EXERCISE 1
According to the film review, who wrote the historical book that the film is based on?
EXERCISE 2
Do these statements agree with the film review? (a) The review calls the film a bad film. (b) Frank Stokes is an art historian. (c) The men land on the beaches of Normandy on D-Day itself.
EXERCISE 3
In the film review, substitute "Italy" for "Germany" and write out the passage starting with "It’s not that" and going on through "to its downfall.".

SELECTED EXCERPT
..........

It’s not that Men is a bad film, it’s just merely a lackluster effort that despite all of the talent involved lacks a sense of urgency or energy. Making this minor misfire all the more curious is that its subject is a fascinating one, a little known story about a small unit of men who are charged with saving millions of pieces of plundered art, which happens to be spread throughout France and Germany as World War II winds down. Based on a highly readable historical tome by Robert Edsel and Bret Witter, the film does a wonderful job of capturing the look and feel of the era, going to great lengths to ensure that the clothes, décor and food are all just right. However, ultimately its disjointed and overreaching script lead to its downfall.
Clooney is art historian Frank Stokes who, when we first see him, is giving a presentation to FDR, imploring him to take steps to find and protect the many, many pieces of priceless art that they know have been stolen throughout Europe. The president follows his advice and before you know it, Stokes is in charge of a diverse group of men whose mission sometimes runs counter to that of units made up of infantrymen. Included are Americans James Granger (Damon), Richard Campbell (Murray), Walter Garfield (Goodman) and Preston Savitz (Balaban), as well as Frenchman Jean Claude Clermont (Dujardin) and Brit Donald Jeffries (Hugh Bonneville). All have their area of specialty, whether it be architecture, restoration or art history, and each of their back stories are mentioned, barely filled in and in dire need of greater detail.
Once the men hit the ground – arriving in France on the beaches of Normandy some weeks after the D-Day invasion – what ensues is a rather odd Dirty Half-Dozen adventure in which the group is split up into pairs and sent off to various parts of France to track down leads as to where paintings, pieces of sculpture and holy artifacts may be hidden. All the while, Granger is in Paris where he’s been told to make contact with Claire Simone (Cate Blanchett), a curator who worked for one of the Nazi soldiers in charge of moving pieces out of the country. She may have key bits of information that can help Stokes and his crew.

..........

[Point-per-instance localization entries]

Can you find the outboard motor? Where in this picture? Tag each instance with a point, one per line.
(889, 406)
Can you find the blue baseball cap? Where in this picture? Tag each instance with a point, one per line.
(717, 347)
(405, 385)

..........

RESPONSE BOX 1
Robert Edsel and Bret Witter

RESPONSE BOX 2
(a) No: "It’s not that Men is a bad film"
(b) Yes: "Clooney is art historian Frank Stokes"
(c) No: "arriving in France on the beaches of Normandy some weeks after the D-Day invasion"

RESPONSE BOX 3
It’s not that Men is a bad film, it’s just merely a lackluster effort that despite all of the talent involved lacks a sense of urgency or energy. Making this minor misfire all the more curious is that its subject is a fascinating one, a little known story about a small unit of men who are charged with saving millions of pieces of plundered art, which happens to be spread throughout France and Italy as World War II winds down. Based on a highly readable historical tome by Robert Edsel and Bret Witter, the film does a wonderful job of capturing the look and feel of the era, going to great lengths to ensure that the clothes, décor and food are all just right. However, ultimately its disjointed and overreaching script lead to its downfall.